■ WHAT THIS TASK INVOLVES: Collect every line in the entries below that contains the string "rounded". Matching is case-sensitive.

################

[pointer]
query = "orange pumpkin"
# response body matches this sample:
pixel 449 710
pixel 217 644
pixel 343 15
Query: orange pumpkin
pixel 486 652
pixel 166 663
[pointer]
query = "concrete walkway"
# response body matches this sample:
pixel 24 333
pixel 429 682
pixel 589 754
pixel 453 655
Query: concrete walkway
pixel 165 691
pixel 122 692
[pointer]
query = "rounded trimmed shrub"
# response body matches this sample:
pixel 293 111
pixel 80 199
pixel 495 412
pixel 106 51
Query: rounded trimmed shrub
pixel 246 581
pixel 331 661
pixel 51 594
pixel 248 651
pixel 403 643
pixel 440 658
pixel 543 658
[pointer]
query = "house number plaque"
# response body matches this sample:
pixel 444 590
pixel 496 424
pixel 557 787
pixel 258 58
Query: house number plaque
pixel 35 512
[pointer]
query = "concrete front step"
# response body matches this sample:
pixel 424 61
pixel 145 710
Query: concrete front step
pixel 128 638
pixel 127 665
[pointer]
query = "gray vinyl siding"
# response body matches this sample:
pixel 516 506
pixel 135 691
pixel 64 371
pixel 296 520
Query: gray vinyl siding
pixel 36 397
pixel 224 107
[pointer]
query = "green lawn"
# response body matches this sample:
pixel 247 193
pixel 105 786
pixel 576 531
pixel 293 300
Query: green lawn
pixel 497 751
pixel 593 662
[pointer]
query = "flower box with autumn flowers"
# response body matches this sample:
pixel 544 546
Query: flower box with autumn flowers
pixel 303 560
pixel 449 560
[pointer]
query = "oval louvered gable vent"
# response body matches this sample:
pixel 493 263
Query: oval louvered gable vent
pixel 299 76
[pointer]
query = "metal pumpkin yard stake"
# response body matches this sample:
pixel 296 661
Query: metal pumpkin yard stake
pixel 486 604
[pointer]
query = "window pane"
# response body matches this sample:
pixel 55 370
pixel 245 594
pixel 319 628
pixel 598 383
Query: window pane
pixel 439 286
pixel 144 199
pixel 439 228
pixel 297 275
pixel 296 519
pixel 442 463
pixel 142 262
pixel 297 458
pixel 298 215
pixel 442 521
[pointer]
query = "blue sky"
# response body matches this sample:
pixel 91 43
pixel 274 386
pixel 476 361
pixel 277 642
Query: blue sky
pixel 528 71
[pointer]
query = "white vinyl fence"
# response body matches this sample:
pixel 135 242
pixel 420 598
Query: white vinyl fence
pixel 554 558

################

■ TASK SOLUTION:
query = "rounded trimmed shrub"
Query: rounded trimmed shrub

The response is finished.